• [Text passage]
++++
Is this reputation for a content item or a person? Each requires a fundamentally different approach.

Though you may choose multiple answers from this list for each reputation, try to keep it simple at first: don’t try to do too much with a single reputation. Confounding the purposes of a reputation—by, for example, surfacing participation points in a public karma score—can encourage undesirable user behavior and may even backfire by discouraging participation. Read Chapters 7 and 8 completely for a solid understanding of the issues related to overloading a single reputation.

Caution

Resist the temptation to treat a single reputation score as the cure-all for your user-generated content incentive ills. Remember the lesson of the FICO score in FICO: A Study in Global Reputation and Its Challenges.

Who Will See a Reputation?

So far, the reputation you’re calculating is little more than a cold numerical score rolled up from the aggregate actions of people interacting with your site. You’ve carefully determined the scope of the reputation, chosen the inputs that contribute to it, and thought at length about the effect that you want the reputation to generate in the community.
++++
• [Required work]
**a.** Rewrite the passage on reputation design from "Is this reputation" to "and Its Challenges.", replacing "karma" with "trust".
**b.** Extend the passage on reputation design by continuing it after its last sentence.

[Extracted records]
++++
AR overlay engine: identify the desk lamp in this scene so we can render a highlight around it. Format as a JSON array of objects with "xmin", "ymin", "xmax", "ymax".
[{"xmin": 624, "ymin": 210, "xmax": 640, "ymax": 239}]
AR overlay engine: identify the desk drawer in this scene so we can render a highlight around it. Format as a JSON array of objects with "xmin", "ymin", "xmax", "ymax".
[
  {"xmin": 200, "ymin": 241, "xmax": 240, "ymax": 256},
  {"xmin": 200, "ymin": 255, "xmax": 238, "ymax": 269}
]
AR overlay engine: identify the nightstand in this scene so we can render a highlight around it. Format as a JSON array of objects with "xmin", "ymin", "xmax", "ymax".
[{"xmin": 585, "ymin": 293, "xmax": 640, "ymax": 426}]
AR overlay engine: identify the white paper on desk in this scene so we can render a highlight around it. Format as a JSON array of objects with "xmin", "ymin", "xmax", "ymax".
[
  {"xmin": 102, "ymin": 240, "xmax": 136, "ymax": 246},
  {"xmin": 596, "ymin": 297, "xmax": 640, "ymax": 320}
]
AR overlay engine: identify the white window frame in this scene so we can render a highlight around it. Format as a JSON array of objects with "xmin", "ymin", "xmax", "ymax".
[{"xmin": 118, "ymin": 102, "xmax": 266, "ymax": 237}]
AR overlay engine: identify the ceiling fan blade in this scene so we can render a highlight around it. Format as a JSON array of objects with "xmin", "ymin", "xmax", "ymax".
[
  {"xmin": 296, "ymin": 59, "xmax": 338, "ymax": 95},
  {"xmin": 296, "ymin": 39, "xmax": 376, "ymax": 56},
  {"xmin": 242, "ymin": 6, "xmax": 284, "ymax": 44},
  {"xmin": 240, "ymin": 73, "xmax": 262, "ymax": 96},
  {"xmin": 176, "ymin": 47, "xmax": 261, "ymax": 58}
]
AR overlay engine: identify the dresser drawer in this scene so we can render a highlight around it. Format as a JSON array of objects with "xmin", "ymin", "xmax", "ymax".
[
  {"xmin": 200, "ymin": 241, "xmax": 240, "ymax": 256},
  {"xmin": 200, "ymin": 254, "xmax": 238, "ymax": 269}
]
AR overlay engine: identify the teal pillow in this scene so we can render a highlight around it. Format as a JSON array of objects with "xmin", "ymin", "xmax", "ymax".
++++
• [Exercise answers]
**a.**
Is this reputation for a content item or a person? Each requires a fundamentally different approach.

Though you may choose multiple answers from this list for each reputation, try to keep it simple at first: don’t try to do too much with a single reputation. Confounding the purposes of a reputation—by, for example, surfacing participation points in a public trust score—can encourage undesirable user behavior and may even backfire by discouraging participation. Read Chapters 7 and 8 completely for a solid understanding of the issues related to overloading a single reputation.

Caution

Resist the temptation to treat a single reputation score as the cure-all for your user-generated content incentive ills. Remember the lesson of the FICO score in FICO: A Study in Global Reputation and Its Challenges.

**b.**
Now you must decide whether it makes sense to display the reputation on your site at all and, if so, to whom. How you display reputation information—how much and how prominently—will influence the actions that users take on your site, their trust in your site and one another, and their long-term satisfaction with your community.

To Show or Not to Show?

Compelling reasons exist to keep reputations hidden from users. In fact, in some circumstances, you may want to obscure the fact that you’re tracking them at all. It may sound rather Machiavellian, but the truth of the matter is this: a community under public scrutiny behaves differently (and, in many ways, less honestly) than one in blissful ignorance.

Several trade-offs are involved. Displaying reputations takes up significant page real estate, requires user interface design and testing, and can compete with your content for the user’s attention and understanding. Quickly, show Digg.com (Figure 7-1) to 10 of your friends and ask them, “What kind of site is this? News? Entertainment? Community?” Odds are good that at least a few of them will answer: “This appears to be some sort of contest.”

Figure 7-1. Digg’s site design puts overt reputation scores front and center.

The impression that Digg makes is not a bad thing; it just demonstrates that Digg made a conscious decision to display content reputation prominently. In fact, the display of reputation is the central interaction mechanism on the site. It’s practically impossible to interact with Digg, or get any use out of it, without some understanding of how community voting affects the selection and display of popular items on the site. (Digg is perhaps the most well-known example of a site that employs the Vote-to-Promote pattern. See Chapter 6.)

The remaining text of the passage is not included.